# TEXT SHOWN
Go to ICML 2026 Conference homepageOnline Social Welfare Function-based Resource Allocation
TL;DR: This work studies online learning and anytime-valid inference for general social welfare objectives under partial feedback.
Abstract: In many real-world settings, a centralized decision-maker must repeatedly allocate finite resources to a population over multiple time steps. Individuals who receive a resource derive some stochastic utility; to characterize the population-level effects of an allocation, the expected individual utilities are then aggregated using a social welfare function (SWF). We formalize this setting and present a general confidence sequence framework for SWF-based online learning and inference, valid for any monotonic, concave, and Lipschitz-continuous SWF. Our key insight is that monotonicity alone suffices to lift confidence sequences from individual utilities to anytime-valid bounds on optimal welfare. Building on this foundation, we propose SWF-UCB, a SWF-agnostic online learning algorithm that achieves near-optimal $\tilde{\mathcal{O}}(n+\sqrt{nkT})$ regret (for $k$ resources distributed among $n$ individuals at each of $T$ time steps). We instantiate our framework on three normatively distinct SWF families: Weighted Power Mean, Kolm, and Gini, providing bespoke oracle algorithms for each. Experiments confirm $\sqrt{T}$ scaling and reveal rich interactions between $k$ and SWF parameters. This framework naturally supports inference applications such as sequential hypothesis testing, optimal stopping, and policy evaluation.

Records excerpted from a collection
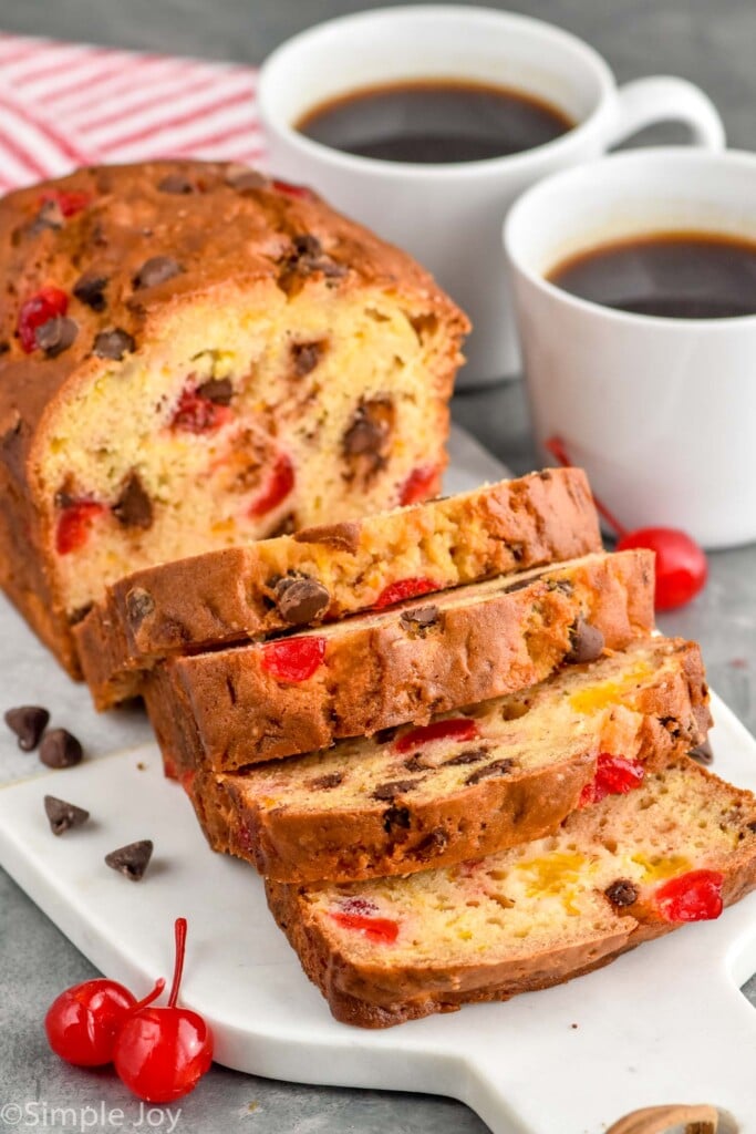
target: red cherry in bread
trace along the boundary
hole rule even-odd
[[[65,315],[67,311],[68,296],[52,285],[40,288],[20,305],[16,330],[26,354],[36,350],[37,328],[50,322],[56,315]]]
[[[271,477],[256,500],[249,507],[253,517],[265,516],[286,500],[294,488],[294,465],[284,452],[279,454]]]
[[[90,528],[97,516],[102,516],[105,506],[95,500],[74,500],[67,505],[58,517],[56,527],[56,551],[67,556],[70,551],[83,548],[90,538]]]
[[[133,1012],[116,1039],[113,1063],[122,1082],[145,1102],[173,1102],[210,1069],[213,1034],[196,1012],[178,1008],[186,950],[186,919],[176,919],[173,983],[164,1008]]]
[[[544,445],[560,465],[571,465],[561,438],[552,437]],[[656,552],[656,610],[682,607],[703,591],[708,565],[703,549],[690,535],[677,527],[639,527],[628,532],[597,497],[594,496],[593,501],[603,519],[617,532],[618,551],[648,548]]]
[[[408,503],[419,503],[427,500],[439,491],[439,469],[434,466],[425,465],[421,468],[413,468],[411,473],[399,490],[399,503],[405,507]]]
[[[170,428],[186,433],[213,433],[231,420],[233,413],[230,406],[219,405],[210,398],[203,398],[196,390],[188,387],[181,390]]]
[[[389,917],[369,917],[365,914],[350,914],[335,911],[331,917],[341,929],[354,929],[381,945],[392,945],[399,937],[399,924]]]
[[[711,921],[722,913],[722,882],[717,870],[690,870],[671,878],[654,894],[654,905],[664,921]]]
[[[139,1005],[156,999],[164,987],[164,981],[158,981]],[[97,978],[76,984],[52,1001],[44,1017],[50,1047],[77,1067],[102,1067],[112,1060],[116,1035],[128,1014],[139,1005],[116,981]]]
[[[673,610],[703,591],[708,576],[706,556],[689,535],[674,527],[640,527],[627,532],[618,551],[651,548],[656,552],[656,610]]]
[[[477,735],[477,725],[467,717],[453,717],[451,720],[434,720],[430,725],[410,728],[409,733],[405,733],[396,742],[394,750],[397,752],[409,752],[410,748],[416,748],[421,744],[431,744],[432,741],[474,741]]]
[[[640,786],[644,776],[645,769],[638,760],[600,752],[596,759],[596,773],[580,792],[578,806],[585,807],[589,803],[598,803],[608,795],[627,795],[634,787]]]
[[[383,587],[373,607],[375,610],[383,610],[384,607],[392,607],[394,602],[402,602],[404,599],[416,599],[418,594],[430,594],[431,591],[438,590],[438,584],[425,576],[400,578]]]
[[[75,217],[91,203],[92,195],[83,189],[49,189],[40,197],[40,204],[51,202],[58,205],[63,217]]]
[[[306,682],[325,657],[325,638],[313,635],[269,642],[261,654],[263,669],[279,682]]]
---
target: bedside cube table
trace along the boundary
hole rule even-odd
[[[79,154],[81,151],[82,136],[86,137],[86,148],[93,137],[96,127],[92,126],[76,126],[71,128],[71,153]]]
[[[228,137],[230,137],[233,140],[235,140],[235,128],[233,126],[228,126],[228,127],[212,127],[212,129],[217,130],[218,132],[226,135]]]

# PROBLEMS TO WORK ON
1/ Reproduce the abstract on SWF-based resource allocation word for word, starting with "Go to ICML 2026" and going on through "under partial feedback.".
2/ Answer these questions from the abstract on SWF-based resource allocation:
(a) What three properties must a social welfare function have for the confidence sequence framework to be valid?
(b) According to the key insight, what alone suffices to lift confidence sequences from individual utilities to anytime-valid bounds on optimal welfare?
(c) What is the name of the proposed online learning algorithm?
3/ List every inference application that the abstract on SWF-based resource allocation says the framework naturally supports.

# ANSWERS FOR THE TASKS
1/
Go to ICML 2026 Conference homepageOnline Social Welfare Function-based Resource Allocation
TL;DR: This work studies online learning and anytime-valid inference for general social welfare objectives under partial feedback.

2/
(a) It must be monotonic, concave, and Lipschitz-continuous.
(b) Monotonicity.
(c) SWF-UCB.

3/
- Sequential hypothesis testing
- Optimal stopping
- Policy evaluation